WHAT IS NEEDED — Turn every line of the material into a numbered list, skipping any blank lines. Leave the pictures out of your answer.

Records from a data collection
┄┄┄┄┄┄

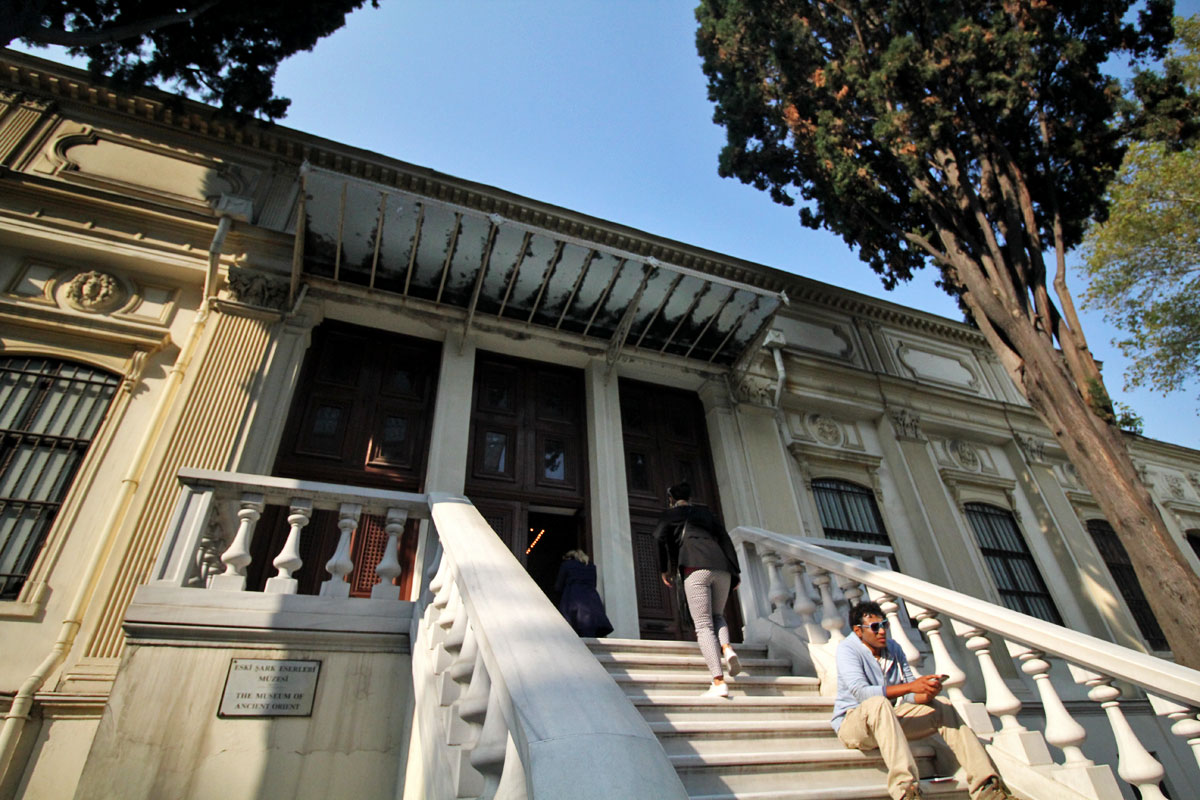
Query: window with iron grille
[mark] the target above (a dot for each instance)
(849, 513)
(1116, 558)
(1011, 563)
(49, 411)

┄┄┄┄┄┄

EXERCISE OUTPUT —
1. Query: window with iron grille
2. [mark] the target above (a dot for each instance)
3. (849, 513)
4. (1116, 558)
5. (1011, 563)
6. (49, 411)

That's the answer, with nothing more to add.